── EXTRAIT À LIRE
Motifs insuffisants comme autre erreur de droit

[23] Si j’avais reconnu que la division générale avait l’intention de conclure (ou avait conclu implicitement) que la prestataire n’avait pas payé sa collègue de travail, la division générale n’aurait pas eu à prendre en considération l’article 35(1)(a) du Règlement sur l’AE.

[24] Toutefois, je conclurais quand même que la division générale a commis une erreur de droit parce que ses motifs sont insuffisants pour appuyer une conclusion selon laquelle la prestataire n’avait pas payé sa collègue de travail.

[25] La prestataire a affirmé à plusieurs reprises qu’elle avait payé une collègue de travail pour faire son travail. Son témoignage et ses déclarations constituent des éléments de preuve, peu importe si elle pouvait fournir des éléments de preuve à l’appui supplémentaires. La division générale n’a pas jugé que la prestataire n’était pas crédible ou que son témoignage n’était pas fiable. Il n’existe aucune présomption légale selon laquelle la preuve d’une partie prestataire devrait être traitée comme n’étant pas crédible ou fiable si elle n’est pas soutenue par d’autres éléments de preuve.
────
- _CONSIGNE 1_
Expliquez en une à trois phrases pourquoi l'extrait à lire conclut malgré tout que la division générale a commis une erreur de droit.
── DOCUMENTS FOURNIS
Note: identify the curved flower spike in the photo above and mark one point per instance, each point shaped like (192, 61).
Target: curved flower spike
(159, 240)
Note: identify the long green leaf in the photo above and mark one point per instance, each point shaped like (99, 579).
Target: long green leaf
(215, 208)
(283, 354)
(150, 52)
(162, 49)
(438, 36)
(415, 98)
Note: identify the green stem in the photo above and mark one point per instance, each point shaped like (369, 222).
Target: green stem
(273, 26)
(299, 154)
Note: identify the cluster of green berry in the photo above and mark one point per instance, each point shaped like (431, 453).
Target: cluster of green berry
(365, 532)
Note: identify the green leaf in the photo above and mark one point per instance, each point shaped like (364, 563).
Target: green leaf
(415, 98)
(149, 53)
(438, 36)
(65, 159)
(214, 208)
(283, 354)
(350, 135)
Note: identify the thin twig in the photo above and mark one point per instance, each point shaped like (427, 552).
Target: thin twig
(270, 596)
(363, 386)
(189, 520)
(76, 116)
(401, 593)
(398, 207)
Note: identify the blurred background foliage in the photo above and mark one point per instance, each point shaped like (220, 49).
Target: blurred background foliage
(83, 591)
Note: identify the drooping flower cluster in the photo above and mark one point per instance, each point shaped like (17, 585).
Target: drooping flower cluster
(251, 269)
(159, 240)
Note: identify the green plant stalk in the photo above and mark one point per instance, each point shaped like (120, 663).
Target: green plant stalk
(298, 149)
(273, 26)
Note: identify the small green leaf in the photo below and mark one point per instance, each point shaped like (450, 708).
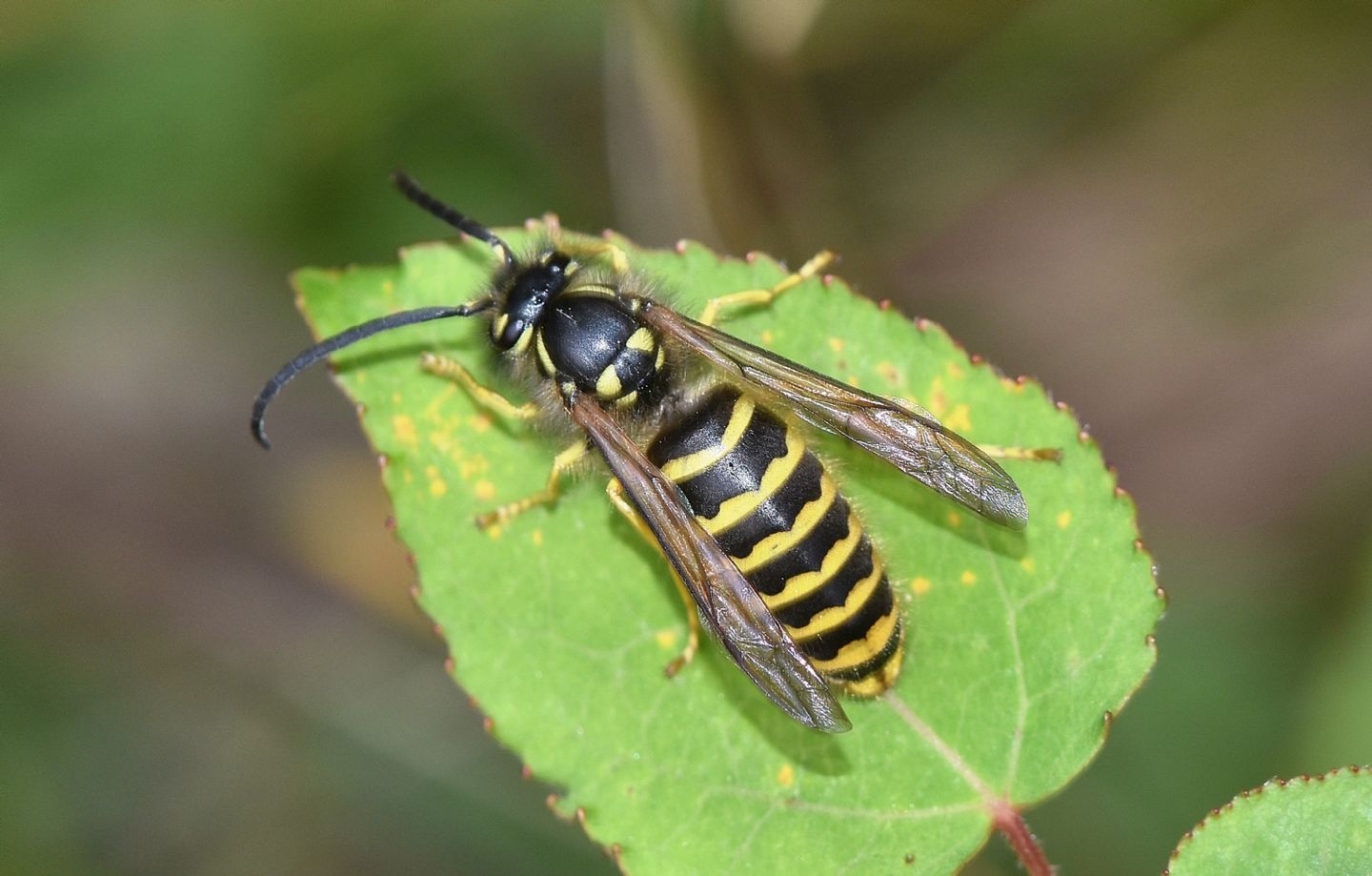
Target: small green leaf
(1303, 825)
(1021, 645)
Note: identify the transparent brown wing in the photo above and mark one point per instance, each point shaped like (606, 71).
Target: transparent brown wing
(913, 442)
(727, 603)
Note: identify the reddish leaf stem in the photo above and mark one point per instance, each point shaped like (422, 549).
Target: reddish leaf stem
(1010, 823)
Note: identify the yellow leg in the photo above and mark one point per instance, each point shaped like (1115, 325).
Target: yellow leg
(616, 498)
(766, 295)
(483, 396)
(546, 496)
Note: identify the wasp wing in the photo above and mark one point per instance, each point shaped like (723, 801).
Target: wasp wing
(729, 605)
(913, 442)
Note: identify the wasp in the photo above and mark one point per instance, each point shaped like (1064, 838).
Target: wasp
(698, 430)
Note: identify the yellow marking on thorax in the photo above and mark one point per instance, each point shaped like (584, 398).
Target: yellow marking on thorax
(835, 616)
(804, 583)
(867, 647)
(542, 353)
(608, 385)
(695, 463)
(777, 544)
(778, 473)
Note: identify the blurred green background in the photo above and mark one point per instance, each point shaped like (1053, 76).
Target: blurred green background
(209, 658)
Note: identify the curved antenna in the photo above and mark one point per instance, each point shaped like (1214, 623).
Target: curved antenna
(342, 339)
(430, 203)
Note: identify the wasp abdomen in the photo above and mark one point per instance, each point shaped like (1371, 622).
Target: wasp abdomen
(598, 343)
(767, 500)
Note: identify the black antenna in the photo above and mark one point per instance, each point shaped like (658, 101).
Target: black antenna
(342, 339)
(429, 202)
────
- _CONSIGNE 2_
Dans la liste, recopiez toutes les lignes en commençant par celle qui contient « Note: identify the yellow leg » et en allant jusqu'à la fin de la liste, y compris les lignes sans points de réponse. Augmentez de 133 chaque nombre des coordonnées des points donnés en réponse.

- _RÉPONSE ATTENDUE 1_
Les motifs de la division générale sont insuffisants pour appuyer une conclusion selon laquelle la prestataire n'avait pas payé sa collègue de travail.

- _RÉPONSE ATTENDUE 2_
Note: identify the yellow leg in the photo above and mark one point per instance, each point shaped like (1115, 325).
Target: yellow leg
(749, 631)
(899, 428)
(616, 529)
(679, 629)
Note: identify the wasp wing in the photo above and mark one point per instance, each point shaped like (723, 801).
Target: wasp wing
(862, 738)
(1046, 575)
Note: identify the wasp in the photo above and mark one point per instance, each point shaped like (1064, 838).
Target: wasp
(831, 563)
Note: identify the yellow marking on thorax in the photo above and mark one point per instance, each point shaped like (584, 398).
Target: yellow marking on thorax
(968, 749)
(937, 716)
(1000, 780)
(675, 486)
(741, 518)
(828, 596)
(910, 677)
(911, 606)
Note: identify the blurred green background in the photo above and mark one point per instance, each point shaped like (1053, 76).
Target: blurred green background
(342, 791)
Note: identify the curved antenna in the photo above and mark one point per instance, each point shaped like (1214, 623).
Target: curved antenna
(475, 472)
(563, 336)
Note: identify the wasp abdomen in the photo above and mark one point per instance, each point shaped like (1371, 622).
Target: wasp abdomen
(731, 476)
(900, 633)
Note: identify the black antenna in the photo above and mark one point per instance, each point shaped like (658, 101).
Target: black antenna
(475, 472)
(562, 335)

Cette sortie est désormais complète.